=== Section Start ===
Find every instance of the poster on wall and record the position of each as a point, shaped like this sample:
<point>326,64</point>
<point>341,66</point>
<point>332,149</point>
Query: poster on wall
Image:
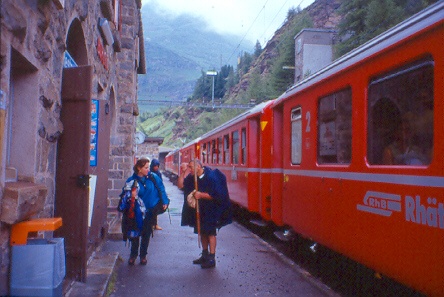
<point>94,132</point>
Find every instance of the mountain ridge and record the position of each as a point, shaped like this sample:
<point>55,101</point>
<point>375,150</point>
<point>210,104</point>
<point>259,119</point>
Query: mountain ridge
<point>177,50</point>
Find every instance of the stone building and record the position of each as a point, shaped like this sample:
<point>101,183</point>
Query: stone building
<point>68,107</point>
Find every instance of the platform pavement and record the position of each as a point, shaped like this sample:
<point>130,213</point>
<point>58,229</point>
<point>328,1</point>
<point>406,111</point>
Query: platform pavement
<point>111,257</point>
=== Section End ===
=== Section Start ===
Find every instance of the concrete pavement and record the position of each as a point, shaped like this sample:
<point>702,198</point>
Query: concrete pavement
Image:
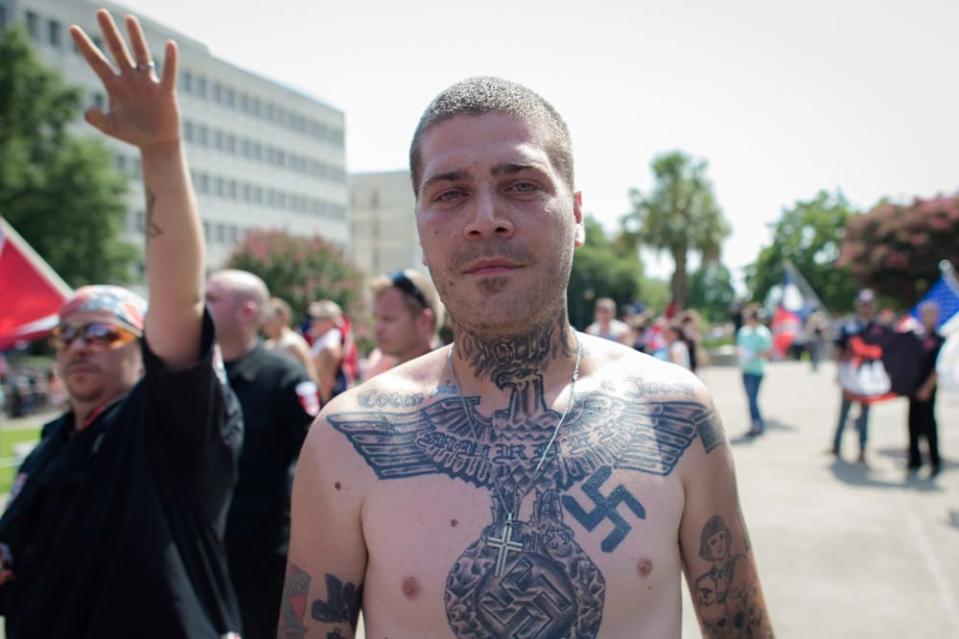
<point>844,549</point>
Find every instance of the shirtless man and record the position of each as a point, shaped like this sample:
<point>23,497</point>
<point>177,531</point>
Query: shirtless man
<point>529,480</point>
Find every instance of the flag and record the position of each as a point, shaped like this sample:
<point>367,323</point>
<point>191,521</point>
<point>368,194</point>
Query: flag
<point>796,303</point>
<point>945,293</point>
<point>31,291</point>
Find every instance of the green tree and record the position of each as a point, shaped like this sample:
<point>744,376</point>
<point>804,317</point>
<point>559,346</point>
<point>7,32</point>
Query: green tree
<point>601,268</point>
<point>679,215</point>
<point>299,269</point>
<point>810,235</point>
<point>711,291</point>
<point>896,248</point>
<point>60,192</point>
=== Section End ===
(What you are asked to do): Could you restate, word for word, the lines above from the one with "<point>259,119</point>" to the one with "<point>406,111</point>", both included?

(Response for this exercise):
<point>259,119</point>
Query: mountain ridge
<point>177,50</point>
Find every instance of the stone building and record the position of each as a point, shaped like this sample:
<point>101,183</point>
Query: stone building
<point>68,107</point>
Find every instance of the platform pavement and record the position of each as a point, shaped like this sample:
<point>130,213</point>
<point>58,229</point>
<point>328,1</point>
<point>406,111</point>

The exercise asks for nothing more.